(Provided data)

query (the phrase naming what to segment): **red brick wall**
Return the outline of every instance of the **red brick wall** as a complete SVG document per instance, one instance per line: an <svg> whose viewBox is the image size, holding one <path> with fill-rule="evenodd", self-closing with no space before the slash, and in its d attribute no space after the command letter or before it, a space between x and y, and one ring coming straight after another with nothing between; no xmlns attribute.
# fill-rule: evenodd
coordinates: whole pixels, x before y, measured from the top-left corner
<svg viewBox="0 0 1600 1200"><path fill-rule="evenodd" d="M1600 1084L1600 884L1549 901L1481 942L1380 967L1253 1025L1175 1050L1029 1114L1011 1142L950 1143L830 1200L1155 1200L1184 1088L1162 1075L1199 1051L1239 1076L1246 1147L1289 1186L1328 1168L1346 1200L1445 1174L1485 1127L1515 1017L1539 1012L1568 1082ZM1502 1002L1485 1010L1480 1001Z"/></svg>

(End Provided data)

> **Directions**: The reply should restate the records above in full, character for character.

> **Exercise output**:
query (the phrase naming what to segment): **red brick wall**
Return the outline of every instance of the **red brick wall** as a complete SVG document per instance, one instance per line: an <svg> whose viewBox is the image size, holding one <path> with fill-rule="evenodd", self-closing with no space before the slash, and in its d attribute no space after the command letter or before it, a space between x and y, and one ring coming straight after another with nothing between; no xmlns attribute.
# fill-rule: evenodd
coordinates: whole pixels, x before y, measured from the top-left corner
<svg viewBox="0 0 1600 1200"><path fill-rule="evenodd" d="M1600 1084L1600 884L1549 901L1481 942L1380 967L1253 1025L1175 1050L1029 1114L1011 1142L950 1143L830 1200L1155 1200L1184 1088L1162 1075L1199 1051L1239 1076L1246 1147L1289 1186L1328 1168L1346 1200L1445 1174L1485 1127L1515 1017L1539 1012L1568 1082ZM1502 1002L1485 1010L1480 1001Z"/></svg>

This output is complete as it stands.